スポーツする人 国吉晶子

 スポーツは好きですか?
 造形教室に通っている子は、どちらかというと机に座って静かにしている方が好き、という子がきっと多いと思います。一見「工作」と「スポーツ」は違うもののようですが、実は深〜い関わりがあります。
 4月は絵画の課題で版画を行いました。高学年は「人が動いている場面」を描くことを条件としました。
 サッカー、野球、卓球、テニス…とアイディアが浮かびますね。しかし、実際に経験したことがあるとないとでは、仕上がりにちょっとだけ違いが生まれてきます。
 走っている時、右手が前に出た時は、足はどちら側が後ろですか? サッカーでシュートを決めた瞬間、手はどんな動きをしていますか?
(また、版画は写し取る技法なので、左右が逆になることにも注意してください!)
 スケッチをしながら、実際に立ち上がって、そのポーズをとってみるように指導しました。鉛筆を、野球のバットだと想像して、握ってみてください。頭で考えなくても、きっと手が覚えているはず。

━━━━━━━━

▶ **課題一覧**
**A)** 提供された文章のうち、「スポーツする人 国吉晶子」を含む語句から始めて「とだけ違いが生まれてきます。」の後で終わる部分を、そのまま出力してもらえますか?
**B)** 提供された文章には、どんなスポーツの名前が出てきますか? すべて挙げてください。

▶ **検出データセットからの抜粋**

━━━━━━━━

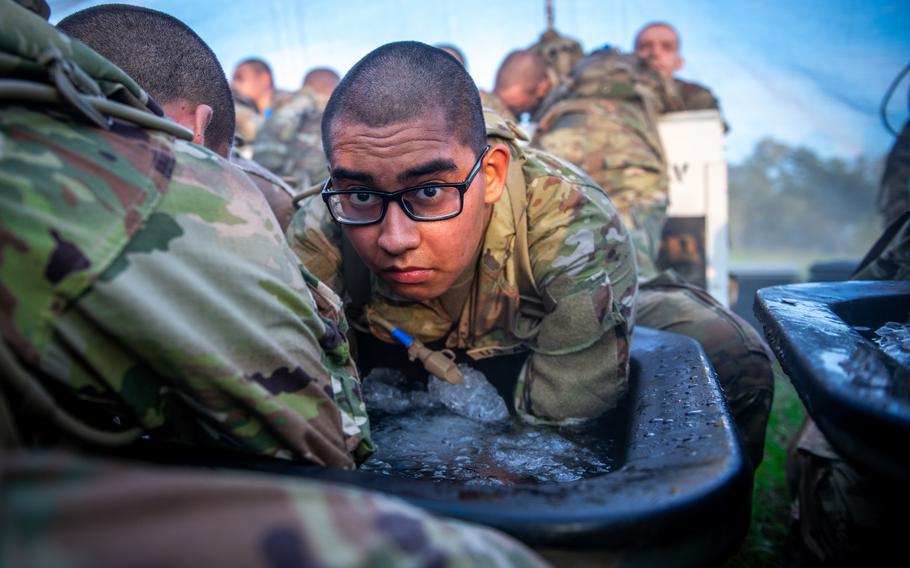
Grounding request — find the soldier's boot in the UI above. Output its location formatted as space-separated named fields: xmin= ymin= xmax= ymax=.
xmin=636 ymin=277 xmax=774 ymax=469
xmin=787 ymin=419 xmax=910 ymax=566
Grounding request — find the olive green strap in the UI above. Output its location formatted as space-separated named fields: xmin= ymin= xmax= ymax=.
xmin=0 ymin=79 xmax=193 ymax=140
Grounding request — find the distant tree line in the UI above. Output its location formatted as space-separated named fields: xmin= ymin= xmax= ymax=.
xmin=729 ymin=139 xmax=883 ymax=258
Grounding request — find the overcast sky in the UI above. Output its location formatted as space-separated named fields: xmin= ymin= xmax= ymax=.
xmin=50 ymin=0 xmax=910 ymax=161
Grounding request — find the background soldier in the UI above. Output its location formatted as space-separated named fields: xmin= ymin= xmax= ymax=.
xmin=303 ymin=67 xmax=341 ymax=101
xmin=532 ymin=45 xmax=774 ymax=467
xmin=635 ymin=22 xmax=720 ymax=114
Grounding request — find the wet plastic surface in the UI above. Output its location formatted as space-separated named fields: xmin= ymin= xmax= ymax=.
xmin=755 ymin=282 xmax=910 ymax=481
xmin=117 ymin=328 xmax=752 ymax=566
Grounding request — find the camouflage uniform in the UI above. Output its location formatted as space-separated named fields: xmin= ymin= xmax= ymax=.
xmin=878 ymin=120 xmax=910 ymax=227
xmin=528 ymin=29 xmax=585 ymax=89
xmin=288 ymin=112 xmax=637 ymax=422
xmin=233 ymin=92 xmax=264 ymax=159
xmin=0 ymin=450 xmax=545 ymax=568
xmin=0 ymin=2 xmax=372 ymax=468
xmin=231 ymin=154 xmax=296 ymax=232
xmin=532 ymin=51 xmax=774 ymax=467
xmin=531 ymin=50 xmax=670 ymax=277
xmin=0 ymin=0 xmax=543 ymax=566
xmin=253 ymin=88 xmax=328 ymax=191
xmin=673 ymin=77 xmax=730 ymax=132
xmin=673 ymin=78 xmax=720 ymax=110
xmin=479 ymin=89 xmax=518 ymax=123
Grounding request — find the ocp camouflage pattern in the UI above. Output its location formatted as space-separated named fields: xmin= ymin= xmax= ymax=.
xmin=288 ymin=111 xmax=637 ymax=422
xmin=0 ymin=450 xmax=547 ymax=568
xmin=253 ymin=88 xmax=328 ymax=190
xmin=0 ymin=0 xmax=372 ymax=468
xmin=531 ymin=50 xmax=679 ymax=277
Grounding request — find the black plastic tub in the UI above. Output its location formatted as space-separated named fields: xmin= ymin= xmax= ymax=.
xmin=117 ymin=328 xmax=752 ymax=566
xmin=755 ymin=282 xmax=910 ymax=481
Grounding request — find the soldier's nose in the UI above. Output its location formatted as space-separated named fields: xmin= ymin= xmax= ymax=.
xmin=376 ymin=203 xmax=420 ymax=256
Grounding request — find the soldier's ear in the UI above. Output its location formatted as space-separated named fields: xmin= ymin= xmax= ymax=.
xmin=482 ymin=144 xmax=512 ymax=205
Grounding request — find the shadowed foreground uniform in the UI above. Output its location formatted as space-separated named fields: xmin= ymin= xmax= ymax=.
xmin=0 ymin=0 xmax=542 ymax=567
xmin=253 ymin=88 xmax=328 ymax=191
xmin=0 ymin=449 xmax=545 ymax=568
xmin=787 ymin=210 xmax=910 ymax=566
xmin=288 ymin=112 xmax=637 ymax=422
xmin=532 ymin=50 xmax=774 ymax=467
xmin=0 ymin=449 xmax=545 ymax=568
xmin=0 ymin=3 xmax=371 ymax=468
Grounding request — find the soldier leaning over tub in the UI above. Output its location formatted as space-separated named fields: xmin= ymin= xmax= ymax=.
xmin=0 ymin=0 xmax=539 ymax=566
xmin=501 ymin=41 xmax=774 ymax=468
xmin=288 ymin=42 xmax=637 ymax=423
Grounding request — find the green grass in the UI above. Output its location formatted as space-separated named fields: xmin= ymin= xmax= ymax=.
xmin=726 ymin=363 xmax=806 ymax=568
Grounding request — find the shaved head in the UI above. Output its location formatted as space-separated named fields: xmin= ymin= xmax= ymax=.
xmin=635 ymin=22 xmax=683 ymax=79
xmin=57 ymin=4 xmax=235 ymax=155
xmin=635 ymin=22 xmax=682 ymax=49
xmin=322 ymin=41 xmax=486 ymax=160
xmin=436 ymin=43 xmax=468 ymax=67
xmin=494 ymin=49 xmax=551 ymax=115
xmin=303 ymin=67 xmax=341 ymax=97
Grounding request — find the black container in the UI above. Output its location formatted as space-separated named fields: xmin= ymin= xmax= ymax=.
xmin=119 ymin=328 xmax=752 ymax=566
xmin=809 ymin=260 xmax=859 ymax=282
xmin=730 ymin=267 xmax=801 ymax=329
xmin=755 ymin=282 xmax=910 ymax=482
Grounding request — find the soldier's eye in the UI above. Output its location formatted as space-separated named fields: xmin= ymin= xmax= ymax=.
xmin=419 ymin=187 xmax=439 ymax=199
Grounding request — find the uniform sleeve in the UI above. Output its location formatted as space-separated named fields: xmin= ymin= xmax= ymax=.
xmin=287 ymin=196 xmax=344 ymax=296
xmin=516 ymin=149 xmax=637 ymax=423
xmin=0 ymin=111 xmax=371 ymax=468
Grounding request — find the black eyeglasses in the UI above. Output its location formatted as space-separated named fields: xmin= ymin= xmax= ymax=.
xmin=322 ymin=145 xmax=490 ymax=225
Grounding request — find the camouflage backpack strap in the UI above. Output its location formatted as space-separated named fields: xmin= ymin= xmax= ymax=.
xmin=0 ymin=0 xmax=193 ymax=140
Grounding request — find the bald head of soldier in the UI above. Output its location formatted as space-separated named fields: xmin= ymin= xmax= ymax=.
xmin=436 ymin=43 xmax=468 ymax=69
xmin=57 ymin=4 xmax=235 ymax=157
xmin=322 ymin=42 xmax=509 ymax=300
xmin=635 ymin=22 xmax=683 ymax=79
xmin=231 ymin=57 xmax=275 ymax=112
xmin=303 ymin=67 xmax=341 ymax=97
xmin=494 ymin=49 xmax=552 ymax=116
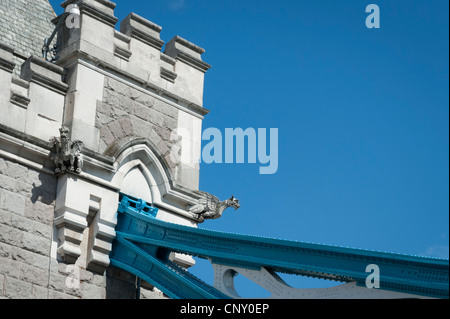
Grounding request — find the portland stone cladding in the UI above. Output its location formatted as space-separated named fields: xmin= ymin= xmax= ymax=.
xmin=0 ymin=0 xmax=56 ymax=75
xmin=96 ymin=77 xmax=178 ymax=169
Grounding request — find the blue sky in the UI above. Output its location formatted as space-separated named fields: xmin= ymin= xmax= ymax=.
xmin=50 ymin=0 xmax=449 ymax=296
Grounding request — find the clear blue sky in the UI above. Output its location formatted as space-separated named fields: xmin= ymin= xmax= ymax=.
xmin=50 ymin=0 xmax=449 ymax=296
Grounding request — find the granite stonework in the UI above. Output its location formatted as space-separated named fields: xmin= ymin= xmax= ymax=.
xmin=0 ymin=0 xmax=210 ymax=299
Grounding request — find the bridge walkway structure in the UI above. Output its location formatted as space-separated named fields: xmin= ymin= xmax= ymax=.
xmin=110 ymin=194 xmax=449 ymax=299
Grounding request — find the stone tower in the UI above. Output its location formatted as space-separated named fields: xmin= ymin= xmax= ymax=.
xmin=0 ymin=0 xmax=210 ymax=298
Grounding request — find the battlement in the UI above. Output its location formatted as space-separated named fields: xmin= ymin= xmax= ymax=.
xmin=0 ymin=0 xmax=211 ymax=189
xmin=55 ymin=0 xmax=211 ymax=108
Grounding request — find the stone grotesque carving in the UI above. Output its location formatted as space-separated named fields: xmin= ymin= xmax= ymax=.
xmin=50 ymin=126 xmax=84 ymax=174
xmin=188 ymin=192 xmax=240 ymax=222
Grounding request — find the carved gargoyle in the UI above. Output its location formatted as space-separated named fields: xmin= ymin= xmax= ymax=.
xmin=50 ymin=126 xmax=84 ymax=174
xmin=188 ymin=192 xmax=241 ymax=223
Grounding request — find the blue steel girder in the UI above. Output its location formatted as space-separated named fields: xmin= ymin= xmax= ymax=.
xmin=111 ymin=196 xmax=449 ymax=298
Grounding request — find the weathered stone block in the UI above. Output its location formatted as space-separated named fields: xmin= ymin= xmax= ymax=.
xmin=4 ymin=276 xmax=32 ymax=299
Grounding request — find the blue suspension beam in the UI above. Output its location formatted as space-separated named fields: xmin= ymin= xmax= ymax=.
xmin=111 ymin=196 xmax=449 ymax=299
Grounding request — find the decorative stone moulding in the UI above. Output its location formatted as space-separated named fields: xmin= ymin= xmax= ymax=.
xmin=120 ymin=13 xmax=164 ymax=50
xmin=0 ymin=42 xmax=16 ymax=73
xmin=164 ymin=36 xmax=211 ymax=73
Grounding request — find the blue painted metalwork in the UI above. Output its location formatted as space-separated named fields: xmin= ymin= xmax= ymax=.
xmin=110 ymin=196 xmax=449 ymax=299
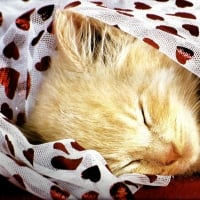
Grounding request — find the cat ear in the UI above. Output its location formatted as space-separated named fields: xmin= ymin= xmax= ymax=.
xmin=54 ymin=9 xmax=105 ymax=72
xmin=54 ymin=9 xmax=133 ymax=72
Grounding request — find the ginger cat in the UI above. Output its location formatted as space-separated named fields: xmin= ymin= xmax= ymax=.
xmin=23 ymin=10 xmax=200 ymax=175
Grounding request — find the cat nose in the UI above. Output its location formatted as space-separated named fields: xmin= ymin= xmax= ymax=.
xmin=164 ymin=144 xmax=181 ymax=165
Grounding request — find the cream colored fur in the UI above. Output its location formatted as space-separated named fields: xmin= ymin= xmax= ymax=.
xmin=24 ymin=10 xmax=200 ymax=175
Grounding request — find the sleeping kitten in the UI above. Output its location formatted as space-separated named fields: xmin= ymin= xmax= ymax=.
xmin=21 ymin=10 xmax=200 ymax=175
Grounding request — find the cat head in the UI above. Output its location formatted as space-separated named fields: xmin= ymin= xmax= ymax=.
xmin=48 ymin=10 xmax=199 ymax=174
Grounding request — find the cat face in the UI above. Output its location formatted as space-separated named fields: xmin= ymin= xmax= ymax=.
xmin=25 ymin=11 xmax=200 ymax=175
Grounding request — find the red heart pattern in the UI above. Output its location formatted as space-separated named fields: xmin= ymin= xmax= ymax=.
xmin=1 ymin=103 xmax=13 ymax=120
xmin=35 ymin=56 xmax=51 ymax=71
xmin=81 ymin=191 xmax=99 ymax=200
xmin=37 ymin=5 xmax=55 ymax=21
xmin=176 ymin=46 xmax=194 ymax=64
xmin=3 ymin=41 xmax=19 ymax=60
xmin=50 ymin=185 xmax=70 ymax=200
xmin=5 ymin=135 xmax=15 ymax=156
xmin=53 ymin=142 xmax=69 ymax=154
xmin=82 ymin=165 xmax=101 ymax=183
xmin=110 ymin=182 xmax=134 ymax=200
xmin=51 ymin=156 xmax=83 ymax=170
xmin=15 ymin=9 xmax=35 ymax=31
xmin=0 ymin=0 xmax=199 ymax=200
xmin=23 ymin=148 xmax=34 ymax=165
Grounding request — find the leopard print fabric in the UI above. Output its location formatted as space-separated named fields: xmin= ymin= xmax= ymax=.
xmin=0 ymin=0 xmax=200 ymax=200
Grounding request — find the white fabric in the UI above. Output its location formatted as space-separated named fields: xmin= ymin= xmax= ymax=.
xmin=0 ymin=0 xmax=200 ymax=199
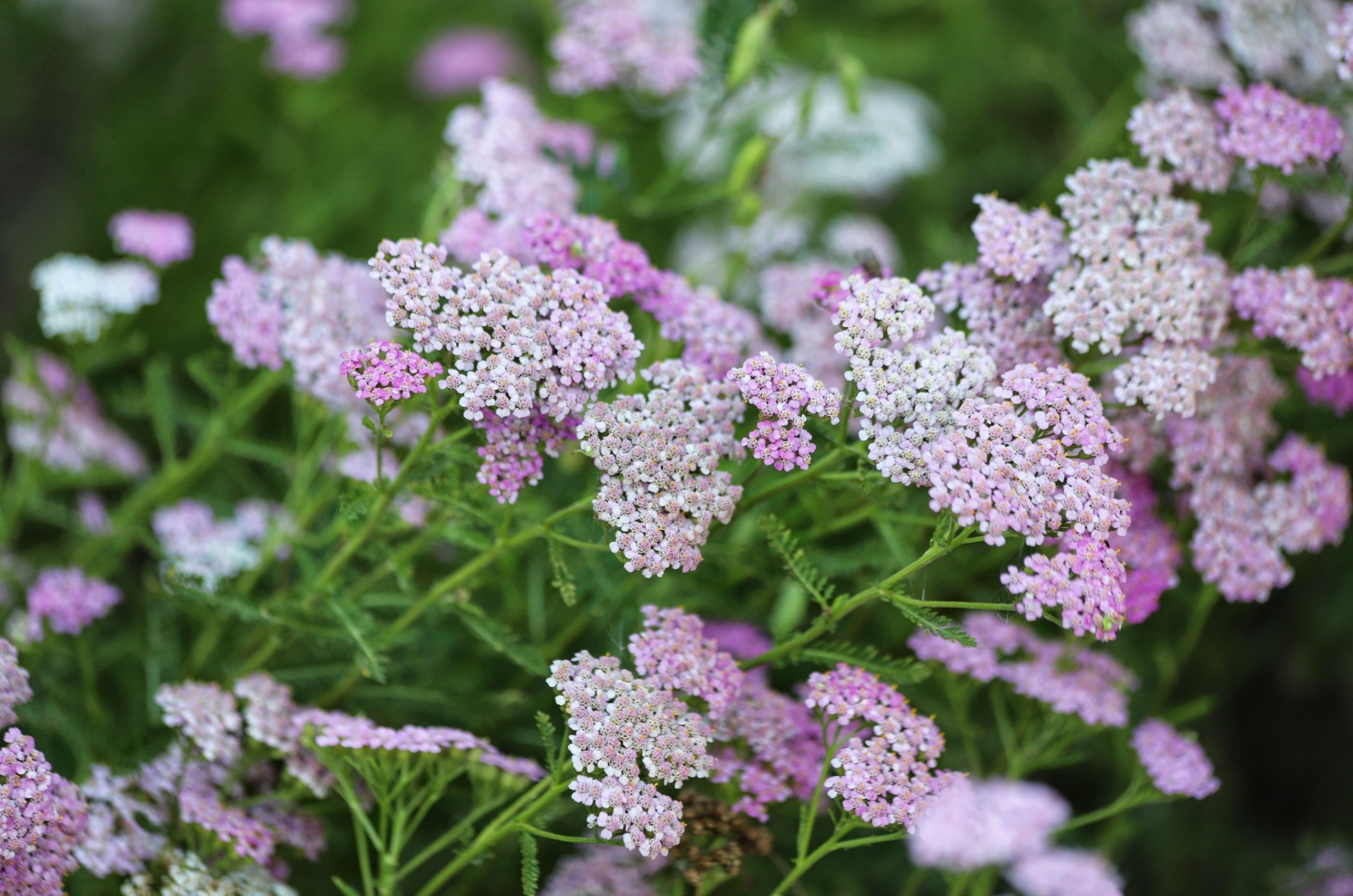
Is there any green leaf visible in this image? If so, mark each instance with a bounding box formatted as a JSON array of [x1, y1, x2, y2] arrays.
[[329, 877, 360, 896], [546, 538, 578, 606], [882, 592, 977, 647], [536, 712, 559, 775], [789, 642, 931, 685], [728, 5, 776, 90], [760, 513, 836, 609], [521, 831, 540, 896], [452, 601, 550, 678]]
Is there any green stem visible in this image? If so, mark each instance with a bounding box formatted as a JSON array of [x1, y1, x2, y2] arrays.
[[309, 403, 471, 609], [737, 448, 852, 511], [73, 371, 286, 576], [740, 533, 972, 669], [1296, 200, 1353, 264], [417, 779, 568, 896], [318, 498, 593, 707]]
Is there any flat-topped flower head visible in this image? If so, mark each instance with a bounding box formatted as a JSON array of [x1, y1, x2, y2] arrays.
[[972, 194, 1066, 283], [413, 29, 523, 96], [1213, 84, 1344, 175], [29, 565, 122, 642], [1001, 534, 1127, 640], [908, 613, 1137, 728], [728, 352, 841, 470], [207, 237, 390, 410], [108, 209, 192, 268], [338, 340, 442, 407], [1005, 849, 1123, 896], [0, 728, 88, 896], [0, 352, 146, 477], [832, 273, 935, 360], [1296, 367, 1353, 417], [1127, 0, 1240, 90], [1114, 340, 1219, 418], [31, 253, 160, 342], [1231, 265, 1353, 376], [916, 261, 1066, 372], [550, 0, 701, 96], [546, 651, 713, 858], [578, 362, 746, 576], [803, 664, 950, 833], [151, 498, 287, 592], [907, 777, 1071, 873], [1132, 718, 1222, 800], [1108, 470, 1184, 626], [629, 604, 746, 720], [0, 637, 32, 725], [156, 680, 244, 766], [1127, 88, 1235, 194]]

━━━━━━━━

▶ **課題の解答**
**A)**
スポーツする人 国吉晶子

 スポーツは好きですか?
 造形教室に通っている子は、どちらかというと机に座って静かにしている方が好き、という子がきっと多いと思います。一見「工作」と「スポーツ」は違うもののようですが、実は深〜い関わりがあります。
 4月は絵画の課題で版画を行いました。高学年は「人が動いている場面」を描くことを条件としました。
 サッカー、野球、卓球、テニス…とアイディアが浮かびますね。しかし、実際に経験したことがあるとないとでは、仕上がりにちょっとだけ違いが生まれてきます。

**B)** サッカー、野球、卓球、テニス